No ‘Fidelio’ do Theatro São Pedro, o ódio e a banalidade moralista se destacam

por João Luiz Sampaio 22/04/2025

Na história de Fidelio, de Beethoven, Leonore resolve se travestir de homem e conseguir um trabalho na prisão em que, ela acredita, está sendo mantido preso o seu marido Florestan. Ela se apresenta com o nome de Fidelio, conquista a confiança do carcereiro Rocco – e o amor de sua filha Marcelina. Faz uso da aproximação com a família e convence Rocco a levá-la até o calabouço em que está um preso particularmente perigoso, a quem o governador da prisão, Pizarro, pretende matar. No segundo ato, a confirmação: tal preso é mesmo Florestan e, quando a morte do amante parece iminente, ela revela sua identidade para impedir o desfecho. A chegada do ministro Don Fernando é anunciada e, em nome do rei, ele se coloca contra o bárbaro Pizarro. Os prisioneiros são libertados. Florestan e Leonore estão juntos mais uma vez.

À época da composição da ópera, na primeira década do século XIX, os ideais iluministas rondavam a mente de Beethoven. A razão, a justiça, a luta pela verdade, a comunhão entre os homens; uma sociedade que se constrói a partir da reação à tirania, perante a qual se impõe a liberdade – são todos temas que perpassam a história. Mas do contexto da trama sabemos realmente muito pouco. Em seu ensaio sobre a obra, publicado em Music at the Limits, Edward W. Said chama atenção ao fato de que não conhecemos de que crime Florestan é acusado; em sua ária, no início do segundo ato, ele diz ter sido punido por dizer a verdade, mas Beethoven não nos diz que verdade é essa, apenas que ela está relacionada a Pizarro. E o que podemos subentender, pelo contexto da criação da obra, é que possui alguma conotação política.

Na montagem estreada na semana passada no Theatro São Pedro de São Paulo, o diretor William Pereira, apoiado no dramaturgismo de Ligiana Costa, preenche esses espaços vazios. Leonore e Florestan são jornalistas em meio a uma investigação sobre a prisão ilegal de colegas da imprensa, pela qual é responsável, eles descobrem, Pizarro. Florestan é preso. E Leonore, após enviar suas descobertas ao magistrado Fernando, resolve partir em busca de Florestan. A escolha é interessante, em especial por dar à personagem feminina uma motivação que vá além da felicidade conjugal. E se justifica. Fidelio é acima de tudo uma ópera de ideias e, por isso mesmo, atemporal.

---

Enunciado da tarefa 1: Informe quantas linhas das entradas abaixo contêm a palavra "tree", levando em conta a distinção entre maiúsculas e minúsculas. Responda somente com o número.

---

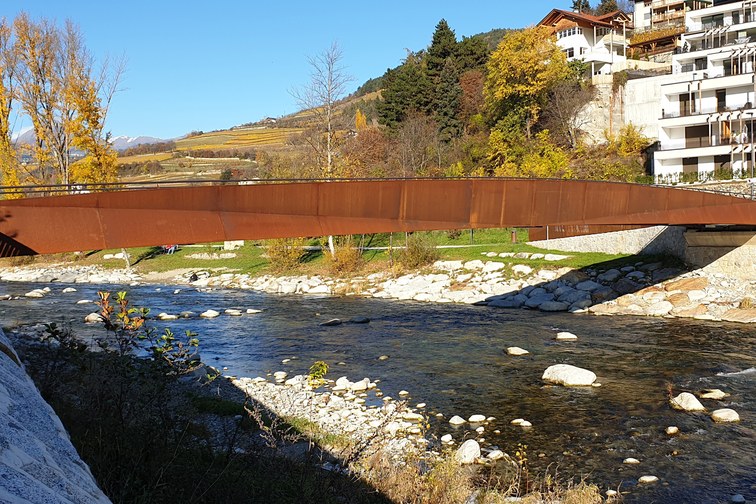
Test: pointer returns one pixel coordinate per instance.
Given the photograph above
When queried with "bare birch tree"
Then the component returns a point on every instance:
(327, 86)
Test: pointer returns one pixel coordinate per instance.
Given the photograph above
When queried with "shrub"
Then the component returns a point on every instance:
(347, 257)
(285, 253)
(419, 251)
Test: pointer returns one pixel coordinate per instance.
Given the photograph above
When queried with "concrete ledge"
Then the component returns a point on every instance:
(38, 463)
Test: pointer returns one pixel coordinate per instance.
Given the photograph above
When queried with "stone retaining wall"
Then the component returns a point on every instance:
(38, 463)
(666, 240)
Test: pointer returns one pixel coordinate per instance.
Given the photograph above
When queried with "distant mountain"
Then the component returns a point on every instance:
(121, 143)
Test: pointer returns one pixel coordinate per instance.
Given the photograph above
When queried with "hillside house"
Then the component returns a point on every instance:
(600, 41)
(708, 117)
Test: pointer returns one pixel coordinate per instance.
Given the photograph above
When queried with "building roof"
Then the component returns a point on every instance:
(607, 20)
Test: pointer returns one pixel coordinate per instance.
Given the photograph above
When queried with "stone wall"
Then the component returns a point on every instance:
(38, 463)
(667, 240)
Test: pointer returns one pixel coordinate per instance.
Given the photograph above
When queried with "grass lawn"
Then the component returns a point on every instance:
(251, 259)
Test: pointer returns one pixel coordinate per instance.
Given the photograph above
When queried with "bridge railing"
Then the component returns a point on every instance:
(42, 190)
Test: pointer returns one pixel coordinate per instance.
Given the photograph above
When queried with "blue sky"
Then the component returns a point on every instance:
(209, 65)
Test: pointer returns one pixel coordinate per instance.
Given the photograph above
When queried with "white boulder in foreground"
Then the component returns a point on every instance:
(468, 452)
(456, 420)
(38, 462)
(686, 402)
(517, 351)
(569, 376)
(725, 415)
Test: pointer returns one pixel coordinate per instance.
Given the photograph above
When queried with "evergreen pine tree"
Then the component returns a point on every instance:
(443, 46)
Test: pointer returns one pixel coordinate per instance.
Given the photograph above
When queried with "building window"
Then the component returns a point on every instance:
(575, 30)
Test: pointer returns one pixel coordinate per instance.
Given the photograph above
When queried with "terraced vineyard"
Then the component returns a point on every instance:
(236, 138)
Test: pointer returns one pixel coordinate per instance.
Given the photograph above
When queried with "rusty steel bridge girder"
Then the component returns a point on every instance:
(149, 217)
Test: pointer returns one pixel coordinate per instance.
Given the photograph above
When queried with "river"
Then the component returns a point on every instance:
(452, 358)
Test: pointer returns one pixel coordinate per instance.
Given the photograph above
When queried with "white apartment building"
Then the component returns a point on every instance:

---

Enunciado da tarefa 2: Prossiga a crítica sobre a montagem de Fidelio no Theatro São Pedro, começando logo após a última frase apresentada.

Resposta da tarefa 1: 2

Resposta da tarefa 2:
Mas, como toda ação se passa já na prisão, é preciso oferecer essas informações prévias ao público, o que é feito por dois vídeos que acompanham as introduções orquestrais do primeiro e do segundo atos. E aí nem mesmo a qualidade da execução da orquestra comandada por Claudio Cruz, arisca e violenta nas cordas, intensa nas madeiras, sombria na percussão, impede que a atenção se dilua e tire a força da música na construção de climas, em especial na introdução do segundo ato e da ária de Florestan, uma das grandes passagens da carreira de Beethoven (que infelizmente ganhou do tenor Eric Herrero uma interpretação descompromissada, em especial quando contrastada com a intensidade oferecida pela soprano Eiko Senda como Leonore/Fidelio). Ainda assim, o espetáculo é fluente, pelo senso teatral da leitura de Cruz e seus músicos (ao coro, infelizmente, restaram desencontros incômodos) e pela direção de atores.

Quando colocado inteiramente em um só ambiente, o da sala de controle da prisão, o primeiro ato pode se tornar um problema. Mas o cenário de Georgia Massetani faz sua mágica. Austero e simples, deixa espaço para que Pereira trabalhe a movimentação dos atores em cena e coloque neles o foco da ação, que não se torna em momento algum monótona. Momentos como o quarteto Mir ist so wunderbar ou a ária de Fidelio (tornada ainda mais impactante pelo crescendo dramático trabalhado por Senda) são testemunhos disso. E não os únicos, com destaque ainda para o lirismo quase pueril da Marcelina de Lina Mendes e do Jaquino de Mar de Oliveira.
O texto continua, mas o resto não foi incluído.